**Task statement**
Set each line of the data down exactly, please.

Collected data
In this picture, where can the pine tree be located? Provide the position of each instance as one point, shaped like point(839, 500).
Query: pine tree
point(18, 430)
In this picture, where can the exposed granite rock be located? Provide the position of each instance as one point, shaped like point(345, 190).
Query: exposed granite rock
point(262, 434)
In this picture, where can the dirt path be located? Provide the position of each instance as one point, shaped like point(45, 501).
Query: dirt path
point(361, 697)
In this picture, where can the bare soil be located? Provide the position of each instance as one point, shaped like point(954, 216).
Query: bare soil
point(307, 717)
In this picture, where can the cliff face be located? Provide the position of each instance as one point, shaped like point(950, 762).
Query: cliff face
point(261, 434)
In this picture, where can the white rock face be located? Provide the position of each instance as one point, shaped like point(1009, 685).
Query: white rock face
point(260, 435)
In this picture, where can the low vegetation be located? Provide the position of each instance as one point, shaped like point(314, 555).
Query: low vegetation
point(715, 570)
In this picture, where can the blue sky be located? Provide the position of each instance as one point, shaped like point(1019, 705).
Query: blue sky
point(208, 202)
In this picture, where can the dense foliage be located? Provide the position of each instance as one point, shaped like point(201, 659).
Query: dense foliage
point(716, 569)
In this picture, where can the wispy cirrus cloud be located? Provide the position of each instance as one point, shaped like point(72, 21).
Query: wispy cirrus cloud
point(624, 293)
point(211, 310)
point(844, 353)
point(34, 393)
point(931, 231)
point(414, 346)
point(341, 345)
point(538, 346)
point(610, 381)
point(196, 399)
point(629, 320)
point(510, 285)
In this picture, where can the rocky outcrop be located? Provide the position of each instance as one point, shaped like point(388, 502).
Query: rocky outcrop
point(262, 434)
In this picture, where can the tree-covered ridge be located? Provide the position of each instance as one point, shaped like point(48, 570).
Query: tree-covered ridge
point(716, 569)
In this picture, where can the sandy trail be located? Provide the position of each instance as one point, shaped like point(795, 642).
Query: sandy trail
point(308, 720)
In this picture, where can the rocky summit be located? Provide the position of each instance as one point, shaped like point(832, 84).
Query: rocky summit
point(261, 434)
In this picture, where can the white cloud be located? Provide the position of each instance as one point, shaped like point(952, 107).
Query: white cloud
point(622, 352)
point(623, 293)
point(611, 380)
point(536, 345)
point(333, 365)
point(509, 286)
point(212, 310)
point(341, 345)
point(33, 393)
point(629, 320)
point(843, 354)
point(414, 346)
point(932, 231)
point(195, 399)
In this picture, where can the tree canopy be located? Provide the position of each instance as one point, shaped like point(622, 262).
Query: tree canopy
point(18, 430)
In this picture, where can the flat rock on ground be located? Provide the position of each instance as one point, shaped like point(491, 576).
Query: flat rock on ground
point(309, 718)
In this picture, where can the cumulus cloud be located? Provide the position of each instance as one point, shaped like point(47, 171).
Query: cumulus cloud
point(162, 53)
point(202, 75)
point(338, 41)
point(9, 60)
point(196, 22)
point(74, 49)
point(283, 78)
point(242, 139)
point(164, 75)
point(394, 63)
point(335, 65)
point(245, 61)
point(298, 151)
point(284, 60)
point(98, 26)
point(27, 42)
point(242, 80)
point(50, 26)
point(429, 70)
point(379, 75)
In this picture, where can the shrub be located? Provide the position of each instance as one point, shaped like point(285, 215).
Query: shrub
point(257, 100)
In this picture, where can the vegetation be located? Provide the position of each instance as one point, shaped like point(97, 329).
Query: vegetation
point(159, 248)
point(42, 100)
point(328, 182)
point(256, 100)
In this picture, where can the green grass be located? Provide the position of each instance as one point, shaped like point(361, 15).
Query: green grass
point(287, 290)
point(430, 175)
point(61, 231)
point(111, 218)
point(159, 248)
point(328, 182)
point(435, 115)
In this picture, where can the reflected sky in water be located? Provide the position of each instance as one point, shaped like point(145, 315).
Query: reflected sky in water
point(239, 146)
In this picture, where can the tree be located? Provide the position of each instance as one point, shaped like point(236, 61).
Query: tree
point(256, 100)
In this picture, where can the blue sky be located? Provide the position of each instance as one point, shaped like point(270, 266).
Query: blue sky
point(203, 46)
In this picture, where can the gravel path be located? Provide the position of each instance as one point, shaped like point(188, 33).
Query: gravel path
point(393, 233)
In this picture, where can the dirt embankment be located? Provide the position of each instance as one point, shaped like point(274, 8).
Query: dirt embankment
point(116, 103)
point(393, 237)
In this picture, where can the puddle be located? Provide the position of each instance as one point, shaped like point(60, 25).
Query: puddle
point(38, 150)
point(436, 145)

**Answer section**
In this picture, where can the pine tree be located? Provide the position of each instance as one point, shaped like point(839, 500).
Query: pine tree
point(18, 430)
In this picture, where can the exposed granite rock be located? Provide the position of each instance as one point, shaped like point(345, 190).
Query: exposed granite rock
point(262, 434)
In this picture, where can the dirt path be located? Provide the position of each instance as one point, shaped like point(45, 501).
Query: dirt path
point(361, 697)
In this picture, where can the bare soil be located? Provide the position of each instance as one point, shaped like point(954, 216).
Query: bare soil
point(307, 717)
In this picture, where can the cliff face be located? Provide the position of each instance as one point, shaped like point(950, 762).
Query: cliff face
point(261, 434)
In this picture, where can the white rock face be located? Provide the position of each instance as one point, shaped like point(1009, 685).
Query: white rock face
point(260, 435)
In this picture, where can the low vegetation be located? Provide the position of each instance as one point, shaped like point(314, 555).
Query: low vegetation
point(715, 570)
In this picture, where can the blue sky be located? Provide the position of each instance as one point, shaped like point(1019, 705).
Query: blue sky
point(208, 202)
In this picture, where can the dense foliage be located? Provide the position of each instance as one point, shaped like point(201, 659).
Query: dense foliage
point(716, 569)
In this picture, where can the wispy cirrus cloud be located? Provide the position of each instance as one point, shaped like point(72, 21).
Query: wispy cirrus cloud
point(624, 293)
point(211, 310)
point(844, 353)
point(34, 393)
point(931, 231)
point(414, 346)
point(341, 345)
point(538, 346)
point(610, 381)
point(196, 399)
point(629, 320)
point(510, 285)
In this picture, where can the rocky outcrop be located? Provide the position of each instance as one point, shaped like point(388, 502).
Query: rocky outcrop
point(262, 434)
In this picture, where can the tree-covered ridge be located? Provide the position of each instance as one point, shaped like point(48, 570).
Query: tree-covered ridge
point(716, 569)
In this picture, where can the sandy trail be located? Provide the position of each instance as one point, shaped like point(795, 642).
Query: sandy trail
point(308, 720)
In this picture, where can the rocky summit be located? Provide the position of each instance as one point, shaped like point(832, 84).
Query: rocky summit
point(261, 434)
In this picture, where can the white cloud be located? Provide the position of each instance as one point, shaped like point(952, 107).
Query: white cloud
point(622, 352)
point(623, 293)
point(611, 380)
point(536, 345)
point(333, 365)
point(509, 286)
point(212, 310)
point(341, 345)
point(33, 393)
point(629, 320)
point(843, 354)
point(414, 346)
point(932, 231)
point(195, 399)
In this picture, where can the tree canopy be located? Provide the position of each instance as one point, shaped like point(622, 262).
Query: tree canopy
point(18, 430)
In this picture, where can the flat rock on ground be located? Provide the position of each instance as one point, shaped like point(491, 576).
Query: flat rock on ground
point(309, 718)
In this picture, where can the cumulus cloud be located? Provide the position of each instance as one point, shaped like point(47, 171).
Query: cumulus cloud
point(162, 53)
point(202, 75)
point(338, 41)
point(9, 60)
point(196, 22)
point(74, 49)
point(283, 78)
point(242, 139)
point(164, 75)
point(394, 63)
point(335, 65)
point(245, 61)
point(298, 151)
point(284, 60)
point(98, 26)
point(27, 42)
point(242, 80)
point(50, 26)
point(429, 70)
point(379, 75)
In this picture, where can the shrub be located? Provide the position of each instance as one point, shaped like point(285, 215).
Query: shrub
point(257, 100)
In this picture, where can the vegetation be located? Provide the position of each instance as one point, shaped like point(97, 329).
Query: vegetation
point(159, 248)
point(42, 100)
point(328, 182)
point(256, 100)
In this picture, where can the green grass be located? Provide the position of each instance as one point, shaped like point(361, 15).
Query: green grass
point(287, 290)
point(430, 175)
point(61, 231)
point(111, 218)
point(159, 248)
point(328, 182)
point(435, 115)
In this picture, where can the reflected sky in water be located? Provide the position of each instance as one point, shaped like point(145, 315).
Query: reflected sky in water
point(239, 146)
In this picture, where can the tree be located? Provide the position of each instance as one point, shaped like point(236, 61).
Query: tree
point(256, 100)
In this picture, where can the blue sky be located? Provide the position of each instance as one point, shaped like point(270, 266).
Query: blue sky
point(203, 46)
In this picture, where can the gravel path be located? Provide the position of each instance as one point, shaped like point(188, 33).
Query: gravel path
point(393, 233)
In this picture, where can the dirt embankment be located? Provide the position of each instance as one point, shaped like point(274, 8).
Query: dirt embankment
point(116, 103)
point(393, 237)
In this picture, where can the puddle be located? Provide the position of each instance as one point, shaped like point(60, 25).
Query: puddle
point(38, 150)
point(436, 145)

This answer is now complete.